Copy every line of the data below word for word, leaving out the pictures.

++++++++++

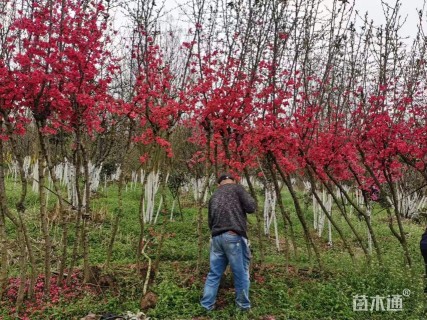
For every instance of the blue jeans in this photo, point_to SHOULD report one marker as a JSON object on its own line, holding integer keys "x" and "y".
{"x": 232, "y": 249}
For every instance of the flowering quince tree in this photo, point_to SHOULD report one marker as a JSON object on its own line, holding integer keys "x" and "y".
{"x": 60, "y": 66}
{"x": 258, "y": 102}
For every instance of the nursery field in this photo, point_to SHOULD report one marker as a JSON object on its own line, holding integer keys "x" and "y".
{"x": 280, "y": 288}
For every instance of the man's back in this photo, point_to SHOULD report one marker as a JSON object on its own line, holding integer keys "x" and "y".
{"x": 227, "y": 209}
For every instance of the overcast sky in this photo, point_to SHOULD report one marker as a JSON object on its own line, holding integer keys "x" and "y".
{"x": 409, "y": 9}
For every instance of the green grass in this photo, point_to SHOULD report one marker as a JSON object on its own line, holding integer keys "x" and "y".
{"x": 300, "y": 292}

++++++++++

**FULL ANSWER:**
For every instance of the blue jeans in this photo, point_to SHOULD report one marker as a JSON object on its own line, holding integer keys "x" and "y".
{"x": 232, "y": 249}
For every instance of the flowering quince tree in this photo, point_to SHOULD report one marker as a JSON object on its own line, holding integer keys "x" and "y".
{"x": 60, "y": 66}
{"x": 258, "y": 102}
For every instance of the nursery field in this photo, point_to SHOULD report one marker as a JSON object on its own line, holding integer keys "x" and "y".
{"x": 280, "y": 288}
For every instance of the man's back in this photo, point_to SHOULD report one marker as a JSON object on its own line, holding integer keys "x" and "y".
{"x": 227, "y": 209}
For every instance of the overcast sky in this photo, point_to SHOULD report one marker as a JSON object on its own line, holding integer keys "x" and "y".
{"x": 409, "y": 9}
For every instance of the green grass in this photo, point_to SHOULD report one marker as a JSON object on its own line, holding integer keys "x" and "y".
{"x": 300, "y": 292}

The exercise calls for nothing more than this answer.